▶ _Task requirements_: Give the lines below as a JSON list of strings, one string per line, with blank lines omitted.

(Named-object pointing lines)
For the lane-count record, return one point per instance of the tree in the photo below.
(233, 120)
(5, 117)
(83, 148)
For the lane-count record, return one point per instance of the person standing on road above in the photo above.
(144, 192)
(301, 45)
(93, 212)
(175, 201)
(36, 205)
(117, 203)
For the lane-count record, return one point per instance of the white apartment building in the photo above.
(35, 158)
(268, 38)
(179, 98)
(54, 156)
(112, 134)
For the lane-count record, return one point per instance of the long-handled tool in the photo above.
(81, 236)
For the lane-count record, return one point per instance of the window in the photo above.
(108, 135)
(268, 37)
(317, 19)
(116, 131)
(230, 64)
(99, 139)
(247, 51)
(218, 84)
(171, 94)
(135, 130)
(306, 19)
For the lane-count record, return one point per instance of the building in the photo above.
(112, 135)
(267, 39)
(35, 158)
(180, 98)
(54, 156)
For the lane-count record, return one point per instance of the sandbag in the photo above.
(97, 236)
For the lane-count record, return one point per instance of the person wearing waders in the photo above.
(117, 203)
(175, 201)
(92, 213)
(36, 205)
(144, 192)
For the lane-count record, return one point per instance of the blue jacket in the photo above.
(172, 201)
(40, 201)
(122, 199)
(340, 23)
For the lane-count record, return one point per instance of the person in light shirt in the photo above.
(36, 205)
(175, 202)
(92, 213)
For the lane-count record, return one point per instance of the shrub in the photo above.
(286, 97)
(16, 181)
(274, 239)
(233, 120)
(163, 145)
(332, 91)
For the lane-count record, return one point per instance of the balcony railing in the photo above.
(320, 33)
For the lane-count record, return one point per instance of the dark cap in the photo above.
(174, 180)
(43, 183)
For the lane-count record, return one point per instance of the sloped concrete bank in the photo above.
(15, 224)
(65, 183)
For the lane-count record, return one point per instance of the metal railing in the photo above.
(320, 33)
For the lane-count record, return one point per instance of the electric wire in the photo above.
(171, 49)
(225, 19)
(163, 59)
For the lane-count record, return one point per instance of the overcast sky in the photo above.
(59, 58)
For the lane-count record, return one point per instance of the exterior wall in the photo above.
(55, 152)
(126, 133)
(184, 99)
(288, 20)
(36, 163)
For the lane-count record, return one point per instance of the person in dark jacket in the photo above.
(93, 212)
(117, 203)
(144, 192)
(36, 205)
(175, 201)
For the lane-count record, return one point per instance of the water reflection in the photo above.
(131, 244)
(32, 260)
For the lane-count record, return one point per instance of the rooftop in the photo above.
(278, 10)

▶ _Response to the exercise_:
[
  "For the lane-count record, return one point per instance of the tree in the photo below.",
  "(233, 120)",
  "(5, 117)",
  "(83, 148)",
  "For the lane-count record, return one point per instance of the person standing on road above in the photo above.",
  "(144, 192)",
  "(301, 45)",
  "(93, 212)",
  "(175, 201)",
  "(36, 205)",
  "(117, 203)",
  "For the lane-count record, return one point per instance of the white apartment building in the photo above.",
  "(35, 158)",
  "(268, 38)",
  "(179, 98)",
  "(54, 156)",
  "(112, 134)",
  "For the lane-count record, return one point per instance of the long-handled tool in the photo above.",
  "(81, 236)",
  "For the lane-count record, return one point per instance of the window in the photo above.",
  "(108, 135)",
  "(268, 37)",
  "(317, 19)",
  "(116, 131)",
  "(230, 64)",
  "(99, 139)",
  "(247, 51)",
  "(218, 84)",
  "(171, 94)",
  "(135, 130)",
  "(306, 19)",
  "For the lane-count record, return one point per instance of the building in the photo above.",
  "(112, 135)",
  "(267, 39)",
  "(35, 158)",
  "(180, 98)",
  "(54, 156)",
  "For the lane-count record, return one point per instance of the sandbag in the photo above.",
  "(97, 236)",
  "For the lane-count record, return one point per instance of the person wearing waders in the photo above.",
  "(117, 203)",
  "(175, 201)",
  "(92, 213)",
  "(36, 205)",
  "(144, 192)",
  "For the lane-count record, return one point per instance of the blue jacket in the photo above.",
  "(172, 201)",
  "(40, 201)",
  "(122, 199)",
  "(340, 23)",
  "For the lane-count record, return one point per instance of the person in light shirt in the photo above.",
  "(36, 205)",
  "(175, 202)",
  "(92, 213)",
  "For the lane-count record, return one point per instance of the shrub in the photo above.",
  "(286, 97)",
  "(16, 181)",
  "(274, 239)",
  "(233, 120)",
  "(163, 145)",
  "(332, 91)",
  "For the lane-count record, return one point per instance of the balcony railing in the photo above.",
  "(320, 33)",
  "For the lane-count record, return one point per instance of the dark cap in the photo above.",
  "(174, 180)",
  "(43, 183)",
  "For the lane-count record, return one point per instance of the sloped concrete bank in the photo above.",
  "(15, 224)",
  "(65, 183)",
  "For the lane-count record, return one point per instance of the metal railing in the photo above.",
  "(320, 33)",
  "For the lane-count record, return one point per instance of the electric wire in the photo above.",
  "(171, 49)",
  "(225, 19)",
  "(163, 59)",
  "For the lane-count record, return one point per instance of the overcast sky in the photo above.",
  "(59, 58)",
  "For the lane-count record, return one point per instance of the exterior wall in the photo above.",
  "(55, 152)",
  "(126, 133)",
  "(184, 99)",
  "(288, 20)",
  "(36, 163)",
  "For the lane-count record, return one point per instance of the person in dark jacket in the photo above.",
  "(93, 212)",
  "(117, 203)",
  "(144, 192)",
  "(36, 205)",
  "(175, 201)",
  "For the lane-count record, return one point per instance of the water reflection in the photo above.",
  "(131, 244)",
  "(32, 260)",
  "For the lane-count record, return one point per instance of the rooftop in the photo above.",
  "(278, 10)"
]